Many people are celebrating the 75th anniversary of the founding of the National Health Service (NHS). As someone who has relied on it to keep me alive for the last 75 years, I am not however applauding it.
The NHS was certainly an improvement on health care provision in the UK before 1948 which I recall my parents talking about, but it does not compare well against the systems in most countries now. This was made very clear in a recently published report by the Kings Fund – see https://www.kingsfund.org.uk/blog/2023/06/comparing-nhs-health-care-systems-other-countries-five-charts
To quote from it: “The UK has less medical equipment and fewer beds. Spending on health care increased substantially in the UK during the Covid-19 pandemic. But despite this, spending per person remains lower than the average [of comparable countries]. This impacts on the patient experience. For example, although there is no objectively ‘ideal’ number of scanners, the UK has fewer CT and MRI scanners than any of the comparator countries, which could be a reason – alongside shortages of imaging staff – for why diagnostic waits in the UK are so high.
The UK also has fewer hospital beds; 2.5 beds per 1,000 people, compared to an average of 3.2 beds per 1,000 in our basket. Again, fewer beds are not necessarily bad – this could reflect shorter hospital stays – but the high occupancy rates of beds in the UK (88 per cent in 2022/23, above recommended levels, and third highest in our basket) implies there is a shortage”.
= = =
* EXERCISE 1:
Write out the passage on the NHS anniversary word for word, starting at "Many people are" and ending at "however applauding it.".
* EXERCISE 2:
Continue the piece on the NHS anniversary from the point where it stops.
The entries are not needed for this work.

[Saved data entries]
= = =
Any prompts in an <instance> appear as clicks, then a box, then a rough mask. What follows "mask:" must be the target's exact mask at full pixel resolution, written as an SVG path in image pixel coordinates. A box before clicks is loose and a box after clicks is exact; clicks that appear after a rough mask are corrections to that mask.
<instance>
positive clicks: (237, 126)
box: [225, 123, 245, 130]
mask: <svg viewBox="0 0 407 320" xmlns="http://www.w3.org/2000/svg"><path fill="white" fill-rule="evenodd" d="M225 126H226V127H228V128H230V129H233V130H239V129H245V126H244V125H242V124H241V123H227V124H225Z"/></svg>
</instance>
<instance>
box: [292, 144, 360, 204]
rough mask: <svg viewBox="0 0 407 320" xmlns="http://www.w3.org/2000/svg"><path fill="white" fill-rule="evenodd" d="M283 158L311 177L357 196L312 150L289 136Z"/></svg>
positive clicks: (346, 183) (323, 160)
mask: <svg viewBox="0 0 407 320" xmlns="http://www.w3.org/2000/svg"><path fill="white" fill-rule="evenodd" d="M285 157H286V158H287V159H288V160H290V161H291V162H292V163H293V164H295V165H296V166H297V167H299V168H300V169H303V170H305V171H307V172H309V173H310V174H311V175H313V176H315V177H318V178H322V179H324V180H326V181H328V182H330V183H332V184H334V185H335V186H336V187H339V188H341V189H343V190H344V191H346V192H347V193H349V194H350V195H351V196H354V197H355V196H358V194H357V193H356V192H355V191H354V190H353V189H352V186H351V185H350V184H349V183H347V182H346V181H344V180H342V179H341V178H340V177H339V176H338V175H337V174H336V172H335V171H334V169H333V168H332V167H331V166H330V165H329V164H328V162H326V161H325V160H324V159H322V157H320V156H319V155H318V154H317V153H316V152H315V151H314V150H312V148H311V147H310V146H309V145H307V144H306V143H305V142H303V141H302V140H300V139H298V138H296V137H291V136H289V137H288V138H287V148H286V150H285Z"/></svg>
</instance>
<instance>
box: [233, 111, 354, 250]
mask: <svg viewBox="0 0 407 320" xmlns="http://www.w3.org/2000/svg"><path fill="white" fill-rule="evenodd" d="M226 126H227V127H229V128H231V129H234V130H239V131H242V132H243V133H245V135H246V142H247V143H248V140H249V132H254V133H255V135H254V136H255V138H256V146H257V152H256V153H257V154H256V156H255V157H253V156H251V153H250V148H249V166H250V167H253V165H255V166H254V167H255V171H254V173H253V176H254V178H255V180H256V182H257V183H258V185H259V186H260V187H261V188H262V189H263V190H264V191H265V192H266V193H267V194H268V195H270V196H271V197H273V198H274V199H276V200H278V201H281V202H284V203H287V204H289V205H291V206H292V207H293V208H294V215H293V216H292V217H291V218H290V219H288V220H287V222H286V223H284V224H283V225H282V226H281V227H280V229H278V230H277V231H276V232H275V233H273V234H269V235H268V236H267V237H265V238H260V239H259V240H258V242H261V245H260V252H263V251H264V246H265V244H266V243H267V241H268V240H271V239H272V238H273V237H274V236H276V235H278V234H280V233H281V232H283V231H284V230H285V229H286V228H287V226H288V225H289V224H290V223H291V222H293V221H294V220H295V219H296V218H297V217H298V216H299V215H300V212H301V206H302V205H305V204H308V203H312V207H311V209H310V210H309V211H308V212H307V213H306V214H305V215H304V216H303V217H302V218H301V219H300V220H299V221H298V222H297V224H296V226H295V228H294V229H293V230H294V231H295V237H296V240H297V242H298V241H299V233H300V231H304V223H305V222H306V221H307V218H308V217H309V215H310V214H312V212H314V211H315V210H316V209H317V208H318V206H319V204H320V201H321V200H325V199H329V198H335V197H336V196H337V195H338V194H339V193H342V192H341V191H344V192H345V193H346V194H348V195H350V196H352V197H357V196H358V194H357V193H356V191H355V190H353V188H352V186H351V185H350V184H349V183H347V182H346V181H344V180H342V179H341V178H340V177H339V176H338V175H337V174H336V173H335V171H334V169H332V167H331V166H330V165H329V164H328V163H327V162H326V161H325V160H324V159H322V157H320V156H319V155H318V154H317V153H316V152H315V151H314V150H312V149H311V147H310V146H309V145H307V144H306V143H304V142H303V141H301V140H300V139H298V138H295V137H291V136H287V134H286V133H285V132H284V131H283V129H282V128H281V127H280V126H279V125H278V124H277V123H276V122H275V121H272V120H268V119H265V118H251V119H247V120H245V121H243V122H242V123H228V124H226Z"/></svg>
= = =
* EXERCISE ANSWER 1:
Many people are celebrating the 75th anniversary of the founding of the National Health Service (NHS). As someone who has relied on it to keep me alive for the last 75 years, I am not however applauding it.

* EXERCISE ANSWER 2:
There are clearly shortages of staff and long waits for non-urgent treatment which is driving people to pay privately for treatment. The Government has recently announced a new “long-term” plan for NHS staffing – see https://www.england.nhs.uk/2023/06/record-recruitment-and-reform-to-boost-patient-care-under-first-nhs-long-term-workforce-plan/ which includes this statement: “For the first time the Plan sets out long term workforce projections. Staffing shortfalls have been an issue since the foundation of the NHS and vacancies now stand at 112,000. The growing and ageing population, coupled with new treatments and therapies, means that without action, the gap could grow up to 360,000 by 2037”. Is it not astonishing that there has been no long-term plan before to match recruitment and training of staff to match likely demand?
As someone who has been a big user of the NHS over the last 75 years I have seen the problems in person. I have had a long history of kidney disease and other problems and a visit this week seems to suggest that the NHS is managing demand in a new way.
I have been on kidney dialysis before and had a transplant 25 years ago. But I either need another transplant or need to go on dialysis again. A meeting with a consultant last week was somewhat disconcerting. He explained how tedious dialysis can be, which I already knew. Without spelling it out, he seemed to be suggesting that at the age of 77, did I really want to stay alive much longer?
Is this another way to manage demand on the NHS? Persuade patients to give up hope? Dialysis is an expensive process for the NHS – more expensive than a kidney transplant but I am allegedly not fit enough for that. I am not keen to give up living just yet but the NHS appears to be managing its resources in a new way.
There is one thing for certain. The NHS is very bad at planning and managing its capacity. Last year I spent two weeks in Farnborough hospital which was an absolute waste of my time and hospital resources when I could have been treated as an out-patient while the ward conditions in a heatwave were very uncomfortable. This is simply not good enough in the modern world.
The NHS needs much more substantial reform to make it fit for the future. More money alone is not the solution. It needs major management reforms.